WHAT THIS TASK INVOLVES = Identify the line in which "segment: cluster of rocks" appears, then reproduce that line and all remaining lines of the records word for word.

════

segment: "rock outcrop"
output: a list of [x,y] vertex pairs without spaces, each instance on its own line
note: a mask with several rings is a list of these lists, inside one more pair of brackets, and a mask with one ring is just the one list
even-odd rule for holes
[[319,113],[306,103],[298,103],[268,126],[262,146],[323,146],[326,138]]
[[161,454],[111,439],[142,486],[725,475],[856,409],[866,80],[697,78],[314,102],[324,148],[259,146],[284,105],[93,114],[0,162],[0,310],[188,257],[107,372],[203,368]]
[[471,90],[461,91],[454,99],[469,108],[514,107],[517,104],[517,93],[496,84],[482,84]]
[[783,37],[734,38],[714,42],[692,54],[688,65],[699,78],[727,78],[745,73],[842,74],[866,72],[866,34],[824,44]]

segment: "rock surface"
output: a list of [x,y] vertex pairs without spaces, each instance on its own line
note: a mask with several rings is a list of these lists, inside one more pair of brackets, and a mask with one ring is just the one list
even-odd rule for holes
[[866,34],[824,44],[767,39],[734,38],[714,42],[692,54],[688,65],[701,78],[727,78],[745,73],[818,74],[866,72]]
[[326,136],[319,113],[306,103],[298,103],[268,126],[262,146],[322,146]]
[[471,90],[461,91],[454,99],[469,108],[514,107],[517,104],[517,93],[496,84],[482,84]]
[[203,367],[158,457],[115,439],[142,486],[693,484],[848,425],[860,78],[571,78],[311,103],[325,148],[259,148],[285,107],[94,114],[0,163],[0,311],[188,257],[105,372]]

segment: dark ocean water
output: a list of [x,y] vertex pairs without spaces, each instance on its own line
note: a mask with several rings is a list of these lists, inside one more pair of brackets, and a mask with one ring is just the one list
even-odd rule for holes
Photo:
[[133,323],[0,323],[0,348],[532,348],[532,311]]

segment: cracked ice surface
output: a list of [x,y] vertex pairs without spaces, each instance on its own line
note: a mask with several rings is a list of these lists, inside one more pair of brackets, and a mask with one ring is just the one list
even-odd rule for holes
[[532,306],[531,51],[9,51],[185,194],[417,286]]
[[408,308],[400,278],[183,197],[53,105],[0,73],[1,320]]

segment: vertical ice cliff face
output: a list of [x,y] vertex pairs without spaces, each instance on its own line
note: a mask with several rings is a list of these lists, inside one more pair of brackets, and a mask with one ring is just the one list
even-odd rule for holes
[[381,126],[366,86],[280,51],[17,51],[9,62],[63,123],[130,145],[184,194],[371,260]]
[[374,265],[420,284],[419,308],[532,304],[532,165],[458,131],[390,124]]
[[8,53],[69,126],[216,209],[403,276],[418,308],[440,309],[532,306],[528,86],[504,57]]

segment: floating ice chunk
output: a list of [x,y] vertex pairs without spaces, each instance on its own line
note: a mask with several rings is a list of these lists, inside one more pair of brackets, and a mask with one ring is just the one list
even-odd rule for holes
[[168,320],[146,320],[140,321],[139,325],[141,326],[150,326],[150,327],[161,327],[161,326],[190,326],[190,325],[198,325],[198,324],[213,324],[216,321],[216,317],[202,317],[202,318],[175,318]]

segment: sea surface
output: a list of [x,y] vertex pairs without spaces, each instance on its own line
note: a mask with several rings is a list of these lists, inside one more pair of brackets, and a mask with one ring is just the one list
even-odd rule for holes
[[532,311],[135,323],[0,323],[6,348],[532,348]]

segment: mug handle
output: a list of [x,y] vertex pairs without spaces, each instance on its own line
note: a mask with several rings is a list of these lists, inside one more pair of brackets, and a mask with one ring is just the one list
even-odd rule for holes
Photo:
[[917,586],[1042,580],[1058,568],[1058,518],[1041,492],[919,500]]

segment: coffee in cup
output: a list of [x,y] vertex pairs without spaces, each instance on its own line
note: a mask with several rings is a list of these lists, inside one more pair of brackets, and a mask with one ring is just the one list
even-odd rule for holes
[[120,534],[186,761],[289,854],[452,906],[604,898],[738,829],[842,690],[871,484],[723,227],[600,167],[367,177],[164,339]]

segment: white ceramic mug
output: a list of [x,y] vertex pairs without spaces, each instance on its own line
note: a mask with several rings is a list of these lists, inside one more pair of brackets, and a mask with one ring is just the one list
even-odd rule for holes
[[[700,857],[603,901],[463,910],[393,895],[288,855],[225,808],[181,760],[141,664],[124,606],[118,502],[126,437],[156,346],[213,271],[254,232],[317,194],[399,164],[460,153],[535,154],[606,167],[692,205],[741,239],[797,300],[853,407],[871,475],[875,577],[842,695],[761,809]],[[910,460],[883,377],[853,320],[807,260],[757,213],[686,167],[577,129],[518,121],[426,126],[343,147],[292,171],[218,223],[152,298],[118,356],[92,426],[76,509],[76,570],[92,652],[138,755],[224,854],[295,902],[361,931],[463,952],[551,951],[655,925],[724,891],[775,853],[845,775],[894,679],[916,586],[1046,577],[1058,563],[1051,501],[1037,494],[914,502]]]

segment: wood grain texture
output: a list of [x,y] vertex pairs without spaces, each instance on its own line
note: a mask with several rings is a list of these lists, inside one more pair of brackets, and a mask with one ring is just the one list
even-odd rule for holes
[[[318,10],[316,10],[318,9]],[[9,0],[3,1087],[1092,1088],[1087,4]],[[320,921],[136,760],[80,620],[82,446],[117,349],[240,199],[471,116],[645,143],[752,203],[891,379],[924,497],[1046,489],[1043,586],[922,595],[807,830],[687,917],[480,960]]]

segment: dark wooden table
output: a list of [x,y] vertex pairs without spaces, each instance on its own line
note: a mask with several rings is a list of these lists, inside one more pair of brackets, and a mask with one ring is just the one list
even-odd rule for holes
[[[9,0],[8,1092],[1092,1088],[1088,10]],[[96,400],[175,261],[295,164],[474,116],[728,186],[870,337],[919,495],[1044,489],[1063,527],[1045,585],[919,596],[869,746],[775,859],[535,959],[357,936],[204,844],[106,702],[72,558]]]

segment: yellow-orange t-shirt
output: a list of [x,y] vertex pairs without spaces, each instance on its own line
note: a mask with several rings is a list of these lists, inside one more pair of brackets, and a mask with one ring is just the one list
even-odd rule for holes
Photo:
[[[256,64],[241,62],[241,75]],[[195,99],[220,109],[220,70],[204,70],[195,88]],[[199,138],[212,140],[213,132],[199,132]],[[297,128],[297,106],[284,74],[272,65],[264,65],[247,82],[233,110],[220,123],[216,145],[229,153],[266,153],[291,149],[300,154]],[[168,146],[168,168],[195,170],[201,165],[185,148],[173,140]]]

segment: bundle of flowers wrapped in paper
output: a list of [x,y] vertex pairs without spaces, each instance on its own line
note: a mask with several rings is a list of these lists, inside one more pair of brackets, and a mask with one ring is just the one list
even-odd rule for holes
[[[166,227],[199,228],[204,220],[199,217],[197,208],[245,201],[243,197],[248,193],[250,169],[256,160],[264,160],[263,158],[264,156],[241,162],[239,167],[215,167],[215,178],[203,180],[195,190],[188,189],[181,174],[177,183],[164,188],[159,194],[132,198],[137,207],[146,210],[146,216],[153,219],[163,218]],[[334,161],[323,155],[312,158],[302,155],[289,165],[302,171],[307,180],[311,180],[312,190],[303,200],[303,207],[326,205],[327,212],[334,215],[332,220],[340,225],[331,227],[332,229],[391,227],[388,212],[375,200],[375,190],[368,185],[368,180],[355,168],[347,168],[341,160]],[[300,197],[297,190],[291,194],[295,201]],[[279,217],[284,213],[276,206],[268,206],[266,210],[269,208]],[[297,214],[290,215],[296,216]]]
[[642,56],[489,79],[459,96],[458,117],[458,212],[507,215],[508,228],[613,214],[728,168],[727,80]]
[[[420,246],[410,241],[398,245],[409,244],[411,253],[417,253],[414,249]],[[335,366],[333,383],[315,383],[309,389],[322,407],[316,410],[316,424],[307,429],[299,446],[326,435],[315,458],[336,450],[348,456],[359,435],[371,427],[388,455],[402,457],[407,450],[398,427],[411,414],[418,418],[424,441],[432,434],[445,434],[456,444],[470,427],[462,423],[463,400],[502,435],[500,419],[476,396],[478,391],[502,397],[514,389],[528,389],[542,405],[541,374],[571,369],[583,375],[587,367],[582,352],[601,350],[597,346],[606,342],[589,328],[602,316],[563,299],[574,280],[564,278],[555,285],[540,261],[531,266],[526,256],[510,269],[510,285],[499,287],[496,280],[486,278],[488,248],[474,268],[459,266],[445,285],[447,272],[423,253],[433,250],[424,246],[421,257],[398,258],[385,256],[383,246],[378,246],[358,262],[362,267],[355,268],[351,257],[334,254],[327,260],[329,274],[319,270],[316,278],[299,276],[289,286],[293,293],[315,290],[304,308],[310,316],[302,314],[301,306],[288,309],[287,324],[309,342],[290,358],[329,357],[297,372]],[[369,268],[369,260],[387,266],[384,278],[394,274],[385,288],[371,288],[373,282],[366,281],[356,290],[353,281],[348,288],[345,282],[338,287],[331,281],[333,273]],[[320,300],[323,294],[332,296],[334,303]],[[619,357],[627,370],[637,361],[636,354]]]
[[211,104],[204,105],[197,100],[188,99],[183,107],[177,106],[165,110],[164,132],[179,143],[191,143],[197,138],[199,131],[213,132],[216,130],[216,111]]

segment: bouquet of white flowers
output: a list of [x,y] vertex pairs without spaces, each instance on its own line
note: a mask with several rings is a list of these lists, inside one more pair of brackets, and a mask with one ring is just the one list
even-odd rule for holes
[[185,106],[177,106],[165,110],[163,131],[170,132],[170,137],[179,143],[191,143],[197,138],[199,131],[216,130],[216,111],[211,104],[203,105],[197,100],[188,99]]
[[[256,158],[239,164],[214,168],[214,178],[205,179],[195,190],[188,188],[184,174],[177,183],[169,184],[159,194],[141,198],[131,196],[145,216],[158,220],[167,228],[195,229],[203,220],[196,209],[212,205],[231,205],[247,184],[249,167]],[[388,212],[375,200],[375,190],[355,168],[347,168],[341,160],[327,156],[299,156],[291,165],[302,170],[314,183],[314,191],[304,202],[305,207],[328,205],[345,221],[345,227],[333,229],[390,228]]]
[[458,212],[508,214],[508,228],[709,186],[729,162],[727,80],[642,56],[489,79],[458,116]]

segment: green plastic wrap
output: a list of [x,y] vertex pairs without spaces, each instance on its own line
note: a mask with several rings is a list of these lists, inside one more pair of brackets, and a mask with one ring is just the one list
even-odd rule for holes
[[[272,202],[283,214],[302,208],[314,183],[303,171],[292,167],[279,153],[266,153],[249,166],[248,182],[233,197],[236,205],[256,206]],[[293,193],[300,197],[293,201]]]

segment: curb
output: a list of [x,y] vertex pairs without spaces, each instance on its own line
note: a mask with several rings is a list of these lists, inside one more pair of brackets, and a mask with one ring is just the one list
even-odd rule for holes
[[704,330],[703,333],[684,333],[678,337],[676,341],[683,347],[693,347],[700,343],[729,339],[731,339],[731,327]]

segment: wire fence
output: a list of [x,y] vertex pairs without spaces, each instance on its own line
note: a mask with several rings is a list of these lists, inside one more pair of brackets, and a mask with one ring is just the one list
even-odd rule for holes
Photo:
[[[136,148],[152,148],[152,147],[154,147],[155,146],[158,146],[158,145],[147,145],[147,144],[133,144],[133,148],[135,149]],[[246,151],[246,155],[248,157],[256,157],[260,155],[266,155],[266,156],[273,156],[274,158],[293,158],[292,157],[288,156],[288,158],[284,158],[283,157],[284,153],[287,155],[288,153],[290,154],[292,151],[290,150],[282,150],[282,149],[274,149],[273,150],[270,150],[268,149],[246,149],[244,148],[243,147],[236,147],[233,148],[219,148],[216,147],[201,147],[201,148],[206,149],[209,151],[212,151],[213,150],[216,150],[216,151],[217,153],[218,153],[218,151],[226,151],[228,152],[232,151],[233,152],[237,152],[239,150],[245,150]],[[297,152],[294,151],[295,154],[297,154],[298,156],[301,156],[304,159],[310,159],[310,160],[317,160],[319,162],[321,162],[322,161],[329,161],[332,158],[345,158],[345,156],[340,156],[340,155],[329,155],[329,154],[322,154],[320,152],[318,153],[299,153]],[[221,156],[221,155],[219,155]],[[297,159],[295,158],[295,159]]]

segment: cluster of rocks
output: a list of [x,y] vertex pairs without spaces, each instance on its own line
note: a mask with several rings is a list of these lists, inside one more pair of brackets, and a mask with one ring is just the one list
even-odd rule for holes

════

ANSWER TO THE TASK =
segment: cluster of rocks
output: a list of [x,y] vertex pairs without spaces, each instance on its own line
note: a mask with several rings is a list of these lists, inside one more pair of brackets, and a mask with one ring is just the one list
even-odd rule for holes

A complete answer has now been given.